=== Begin Enclosure ===

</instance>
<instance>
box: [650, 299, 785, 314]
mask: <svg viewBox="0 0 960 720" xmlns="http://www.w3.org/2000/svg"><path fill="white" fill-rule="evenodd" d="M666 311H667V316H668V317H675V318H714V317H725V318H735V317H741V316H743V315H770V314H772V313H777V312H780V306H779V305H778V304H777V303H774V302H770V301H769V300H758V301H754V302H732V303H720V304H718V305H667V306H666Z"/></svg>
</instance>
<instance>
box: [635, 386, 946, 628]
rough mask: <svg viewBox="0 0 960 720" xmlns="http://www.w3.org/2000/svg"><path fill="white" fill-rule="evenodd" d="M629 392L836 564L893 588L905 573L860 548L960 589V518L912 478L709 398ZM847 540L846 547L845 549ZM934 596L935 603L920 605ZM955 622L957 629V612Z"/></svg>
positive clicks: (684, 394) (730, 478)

=== End Enclosure ===

• YOUR ASSIGNMENT: Output every entry exactly.

• PROBLEM SOLUTION:
</instance>
<instance>
box: [650, 299, 785, 314]
mask: <svg viewBox="0 0 960 720" xmlns="http://www.w3.org/2000/svg"><path fill="white" fill-rule="evenodd" d="M666 311H667V316H668V317H675V318H714V317H725V318H735V317H741V316H743V315H770V314H772V313H777V312H780V306H779V305H778V304H777V303H774V302H770V301H769V300H758V301H754V302H732V303H720V304H718V305H667V306H666Z"/></svg>
</instance>
<instance>
box: [635, 386, 946, 628]
rough mask: <svg viewBox="0 0 960 720" xmlns="http://www.w3.org/2000/svg"><path fill="white" fill-rule="evenodd" d="M629 392L836 564L893 588L905 573L860 548L960 589V518L912 478L709 398ZM847 540L846 547L845 549ZM934 596L935 603L920 605ZM955 622L957 629V612Z"/></svg>
positive clicks: (684, 394) (730, 478)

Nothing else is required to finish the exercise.